**СПИСОК ЗАДАНИЙ**
[1] Ответьте по тексту о советской науке:
(a) Что представители японской фирмы сказали о модели ферментёра?
(b) Что, кроме денег на оборудование и зарплату, требуется для развития современной науки?
(c) Что, по тексту, сообщают любые системы независимой оценки о советской науке?
[2] Почему, согласно тексту о советской науке, в условиях диктатуры и секретности отставание становится неизбежным? Ответьте в одном–трёх предложениях.
[3] Напишите продолжение текста о советской науке, начиная сразу после его последнего предложения.

**ТЕКСТ ДЛЯ ЧТЕНИЯ**
☆ ☆ ☆ ☆ ☆ ☆ ☆

Что же касается дальнейших мест работы (их было два), то там не было «испуганного» финансирования, в результате немалая часть оборудования была ввезена то ли сразу после войны, то ли до неё. Представители японской фирмы, когда-то выпустившей наш ферментёр в институте биохимии, сказали, что этой модели нет даже в их фирменном музее. Однако, ферментёр работал – но не потому, что мы были рады пользоваться таким антиквариатом.
Любые системы независимой оценки говорят нам простую и печальную вещь – советская наука проигрывала мировой очень серьёзно и по большинству показателей. Очень многие работы – просто повторение западных исследований, по сути, плагиат, не имеющий самостоятельной ценности.
«Мощное развитие науки» в тоталитарных странах, в условиях диктатуры и секретности – это миф. Развитие современной науки требует, помимо денег на оборудование и зарплату, ещё и непременного свободного обмена информацией, владения контекстом последних достижений в каждой области. Если вы для того, чтобы сделать ксерокопию статьи из журнала Gene, должны получить разрешение тупого необразованного КГБшника – а это было реальной практикой в СССР – отставание становится неизбежным.

☆ ☆ ☆ ☆ ☆ ☆ ☆

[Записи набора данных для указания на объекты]
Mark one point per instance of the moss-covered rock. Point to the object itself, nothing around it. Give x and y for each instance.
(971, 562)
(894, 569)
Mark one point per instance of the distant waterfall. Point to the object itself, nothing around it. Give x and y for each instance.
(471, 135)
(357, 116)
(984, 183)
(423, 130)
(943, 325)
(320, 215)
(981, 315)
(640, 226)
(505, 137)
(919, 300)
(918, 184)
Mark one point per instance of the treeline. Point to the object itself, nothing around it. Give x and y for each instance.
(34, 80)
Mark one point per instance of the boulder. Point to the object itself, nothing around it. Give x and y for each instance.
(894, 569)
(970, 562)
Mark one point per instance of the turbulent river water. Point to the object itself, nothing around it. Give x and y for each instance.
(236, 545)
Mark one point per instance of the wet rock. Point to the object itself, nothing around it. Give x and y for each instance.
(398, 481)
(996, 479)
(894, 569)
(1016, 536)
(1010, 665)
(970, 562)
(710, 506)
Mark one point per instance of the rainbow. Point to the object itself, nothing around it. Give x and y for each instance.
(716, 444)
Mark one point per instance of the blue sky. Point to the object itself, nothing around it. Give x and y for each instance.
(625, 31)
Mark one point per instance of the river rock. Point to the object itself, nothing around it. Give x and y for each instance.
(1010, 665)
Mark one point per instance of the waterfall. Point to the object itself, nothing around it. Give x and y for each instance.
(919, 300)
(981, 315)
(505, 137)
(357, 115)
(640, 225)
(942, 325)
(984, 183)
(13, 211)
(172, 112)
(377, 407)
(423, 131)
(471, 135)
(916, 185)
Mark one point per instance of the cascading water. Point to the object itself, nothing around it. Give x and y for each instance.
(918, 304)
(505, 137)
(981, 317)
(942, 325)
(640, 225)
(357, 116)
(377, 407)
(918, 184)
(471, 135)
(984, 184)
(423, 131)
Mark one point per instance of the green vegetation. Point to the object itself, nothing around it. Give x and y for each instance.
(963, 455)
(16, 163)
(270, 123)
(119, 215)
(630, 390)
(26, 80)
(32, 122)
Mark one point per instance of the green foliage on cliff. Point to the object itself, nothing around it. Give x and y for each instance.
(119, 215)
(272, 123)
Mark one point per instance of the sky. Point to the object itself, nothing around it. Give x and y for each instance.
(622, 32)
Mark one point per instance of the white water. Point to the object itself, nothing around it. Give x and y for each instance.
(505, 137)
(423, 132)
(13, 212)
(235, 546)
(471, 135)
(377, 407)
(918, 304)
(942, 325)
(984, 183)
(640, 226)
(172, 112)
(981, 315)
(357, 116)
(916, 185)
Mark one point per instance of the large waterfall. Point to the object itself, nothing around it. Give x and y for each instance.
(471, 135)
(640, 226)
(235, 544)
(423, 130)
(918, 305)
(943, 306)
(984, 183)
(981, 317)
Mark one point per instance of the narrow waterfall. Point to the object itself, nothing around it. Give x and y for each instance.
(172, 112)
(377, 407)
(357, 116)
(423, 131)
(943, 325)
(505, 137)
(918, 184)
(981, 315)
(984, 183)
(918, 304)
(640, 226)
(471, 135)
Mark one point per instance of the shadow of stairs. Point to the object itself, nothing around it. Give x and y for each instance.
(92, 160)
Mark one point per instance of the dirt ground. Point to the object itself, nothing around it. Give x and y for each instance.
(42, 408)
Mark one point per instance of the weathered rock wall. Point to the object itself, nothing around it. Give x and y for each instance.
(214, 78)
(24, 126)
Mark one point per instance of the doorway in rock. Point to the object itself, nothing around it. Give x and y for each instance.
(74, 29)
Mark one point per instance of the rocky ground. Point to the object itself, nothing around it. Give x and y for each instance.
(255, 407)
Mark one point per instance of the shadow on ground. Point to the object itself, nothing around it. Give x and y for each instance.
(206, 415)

☆ ☆ ☆ ☆ ☆ ☆ ☆

**РЕЗУЛЬТАТЫ ЗАДАНИЙ**
[1]
(a) Этой модели нет даже в их фирменном музее.
(b) Непременный свободный обмен информацией и владение контекстом последних достижений в каждой области.
(c) Советская наука очень серьёзно проигрывала мировой по большинству показателей.

[2] Современной науке нужен свободный обмен информацией и знание последних достижений в каждой области. В СССР даже для ксерокопии журнальной статьи требовалось разрешение КГБшника, поэтому такого обмена не было.

[3]
Можно, следуя глупой нынешней моде и «методичкам», утешать себя, веря в сказочки про то, как «нехорошие буржуины» не присуждали заслуженные Нобелевки советским учёным. Но это всего лишь самоуспокоение, повязка на глазах, позволяющая «не видеть» неприглядную реальность. А реальность состоит в том, что почти все советские учёные, добившиеся мирового признания, прошли школу или до революции, или за рубежом, как Капица. В любимцы же власти, подобно Лысенко, попадали откровенные шаромыжники, готовые давать любые, самые несбыточные обещания.